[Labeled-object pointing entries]
%%

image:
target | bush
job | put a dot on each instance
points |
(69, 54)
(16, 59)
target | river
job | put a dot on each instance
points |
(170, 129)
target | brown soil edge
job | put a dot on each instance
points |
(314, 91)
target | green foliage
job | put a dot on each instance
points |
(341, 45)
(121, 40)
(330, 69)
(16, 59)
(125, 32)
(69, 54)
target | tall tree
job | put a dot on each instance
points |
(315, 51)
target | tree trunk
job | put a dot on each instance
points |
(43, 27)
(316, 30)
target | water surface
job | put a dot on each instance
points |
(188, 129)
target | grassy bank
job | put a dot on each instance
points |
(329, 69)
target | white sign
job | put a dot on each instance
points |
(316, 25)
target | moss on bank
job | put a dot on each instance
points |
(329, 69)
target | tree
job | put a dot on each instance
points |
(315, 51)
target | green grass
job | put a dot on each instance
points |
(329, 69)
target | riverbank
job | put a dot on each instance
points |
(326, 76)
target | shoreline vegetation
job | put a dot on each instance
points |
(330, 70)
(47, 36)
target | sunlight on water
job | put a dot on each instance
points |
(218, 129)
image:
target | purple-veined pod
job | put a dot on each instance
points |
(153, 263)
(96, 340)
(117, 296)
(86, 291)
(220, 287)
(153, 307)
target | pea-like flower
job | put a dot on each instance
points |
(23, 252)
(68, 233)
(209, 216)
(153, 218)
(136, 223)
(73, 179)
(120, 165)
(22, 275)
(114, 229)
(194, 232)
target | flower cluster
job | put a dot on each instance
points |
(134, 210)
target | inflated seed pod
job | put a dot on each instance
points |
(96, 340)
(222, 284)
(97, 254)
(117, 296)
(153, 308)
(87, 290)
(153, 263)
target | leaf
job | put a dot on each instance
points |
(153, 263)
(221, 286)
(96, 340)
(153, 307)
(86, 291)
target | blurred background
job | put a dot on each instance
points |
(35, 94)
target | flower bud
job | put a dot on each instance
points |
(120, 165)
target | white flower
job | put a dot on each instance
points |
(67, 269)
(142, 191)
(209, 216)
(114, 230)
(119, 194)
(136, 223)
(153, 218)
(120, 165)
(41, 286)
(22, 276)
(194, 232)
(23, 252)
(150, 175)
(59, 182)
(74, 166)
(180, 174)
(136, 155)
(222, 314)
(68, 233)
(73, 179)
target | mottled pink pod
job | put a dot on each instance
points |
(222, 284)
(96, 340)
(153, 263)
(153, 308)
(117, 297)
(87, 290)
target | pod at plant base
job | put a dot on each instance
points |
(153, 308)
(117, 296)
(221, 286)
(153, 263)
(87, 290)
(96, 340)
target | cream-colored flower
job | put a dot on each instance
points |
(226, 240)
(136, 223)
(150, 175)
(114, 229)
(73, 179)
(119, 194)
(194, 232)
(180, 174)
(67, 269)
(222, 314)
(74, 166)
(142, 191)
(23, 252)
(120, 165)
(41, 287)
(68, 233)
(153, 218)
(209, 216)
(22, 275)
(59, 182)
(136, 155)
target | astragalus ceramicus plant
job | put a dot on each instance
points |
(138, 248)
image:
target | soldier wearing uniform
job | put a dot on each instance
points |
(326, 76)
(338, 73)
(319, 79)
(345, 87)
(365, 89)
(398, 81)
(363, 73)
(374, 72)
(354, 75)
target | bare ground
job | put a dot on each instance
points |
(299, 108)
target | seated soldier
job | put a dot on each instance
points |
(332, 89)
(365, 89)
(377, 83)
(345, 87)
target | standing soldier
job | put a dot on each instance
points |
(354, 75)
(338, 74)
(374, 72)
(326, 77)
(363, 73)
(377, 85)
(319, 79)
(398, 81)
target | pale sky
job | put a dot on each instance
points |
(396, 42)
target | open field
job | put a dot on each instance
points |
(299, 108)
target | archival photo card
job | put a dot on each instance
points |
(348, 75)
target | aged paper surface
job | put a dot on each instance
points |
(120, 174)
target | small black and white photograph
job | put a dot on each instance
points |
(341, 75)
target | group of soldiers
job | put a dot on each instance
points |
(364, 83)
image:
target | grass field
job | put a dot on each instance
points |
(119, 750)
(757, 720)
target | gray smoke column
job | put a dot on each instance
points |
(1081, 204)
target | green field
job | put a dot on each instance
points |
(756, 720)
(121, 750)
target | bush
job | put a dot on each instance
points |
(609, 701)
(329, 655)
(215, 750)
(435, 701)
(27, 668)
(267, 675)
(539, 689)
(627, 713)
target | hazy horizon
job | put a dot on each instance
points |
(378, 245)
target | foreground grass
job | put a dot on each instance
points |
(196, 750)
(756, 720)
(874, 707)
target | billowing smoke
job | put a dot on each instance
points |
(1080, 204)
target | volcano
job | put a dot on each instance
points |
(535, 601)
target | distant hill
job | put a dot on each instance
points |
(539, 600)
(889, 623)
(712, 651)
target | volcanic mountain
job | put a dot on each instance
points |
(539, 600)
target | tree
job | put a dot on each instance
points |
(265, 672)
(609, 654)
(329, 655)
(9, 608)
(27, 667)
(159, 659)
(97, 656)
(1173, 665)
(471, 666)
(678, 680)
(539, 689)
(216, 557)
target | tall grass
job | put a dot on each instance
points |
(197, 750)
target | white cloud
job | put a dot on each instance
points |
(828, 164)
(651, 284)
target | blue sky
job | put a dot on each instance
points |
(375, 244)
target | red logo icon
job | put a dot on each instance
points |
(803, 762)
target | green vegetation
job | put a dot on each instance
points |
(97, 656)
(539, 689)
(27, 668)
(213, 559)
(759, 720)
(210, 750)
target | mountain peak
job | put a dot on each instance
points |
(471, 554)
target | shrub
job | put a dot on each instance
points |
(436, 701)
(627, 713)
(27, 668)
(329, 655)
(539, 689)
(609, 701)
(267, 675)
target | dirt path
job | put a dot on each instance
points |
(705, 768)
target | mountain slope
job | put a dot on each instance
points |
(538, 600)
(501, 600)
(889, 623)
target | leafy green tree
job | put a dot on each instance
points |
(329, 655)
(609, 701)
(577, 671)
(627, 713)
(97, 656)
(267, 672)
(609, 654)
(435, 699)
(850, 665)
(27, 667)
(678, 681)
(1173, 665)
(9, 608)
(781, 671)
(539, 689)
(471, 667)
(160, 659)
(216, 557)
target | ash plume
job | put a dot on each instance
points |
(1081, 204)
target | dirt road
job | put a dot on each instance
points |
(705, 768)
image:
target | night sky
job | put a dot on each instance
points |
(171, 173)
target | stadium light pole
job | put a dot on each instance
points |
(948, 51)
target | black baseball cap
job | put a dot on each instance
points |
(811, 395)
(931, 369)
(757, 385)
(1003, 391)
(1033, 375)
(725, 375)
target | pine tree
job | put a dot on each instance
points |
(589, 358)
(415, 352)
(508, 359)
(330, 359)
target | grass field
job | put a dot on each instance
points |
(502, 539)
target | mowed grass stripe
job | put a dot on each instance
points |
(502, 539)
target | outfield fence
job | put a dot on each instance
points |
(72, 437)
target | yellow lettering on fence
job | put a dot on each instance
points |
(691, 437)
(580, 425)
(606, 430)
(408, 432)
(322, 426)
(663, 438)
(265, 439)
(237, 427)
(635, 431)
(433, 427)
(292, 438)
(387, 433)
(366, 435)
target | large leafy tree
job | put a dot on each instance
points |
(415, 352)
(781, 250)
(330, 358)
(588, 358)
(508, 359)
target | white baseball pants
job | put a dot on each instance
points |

%%

Reproduce, word for word, only the lines from the one that contains "target | dirt road" through the final line.

target | dirt road
job | put a dot on each instance
points |
(705, 768)
image:
target | night sky
job | put a dot on each instance
points |
(171, 173)
target | stadium light pole
job | put a dot on each instance
points |
(948, 51)
target | black baseball cap
job | put a dot on each instance
points |
(811, 395)
(931, 369)
(757, 385)
(1003, 391)
(1033, 375)
(725, 375)
target | pine tree
job | put a dot on each instance
points |
(589, 358)
(415, 352)
(508, 359)
(330, 359)
target | grass field
job | put a dot on each instance
points |
(502, 539)
target | mowed grass stripe
job | put a dot on each instance
points |
(502, 539)
target | outfield fence
job | put a dot on each instance
points |
(72, 437)
target | yellow lettering on fence
job | put a dot on each instance
points |
(691, 437)
(580, 425)
(606, 430)
(408, 432)
(322, 426)
(663, 438)
(265, 439)
(237, 427)
(635, 431)
(433, 427)
(292, 438)
(387, 433)
(366, 435)
target | large leafy tree
job | put a dot on each instance
points |
(415, 352)
(781, 250)
(330, 358)
(588, 358)
(508, 359)
target | white baseball pants
job | put a dot on each instance
points |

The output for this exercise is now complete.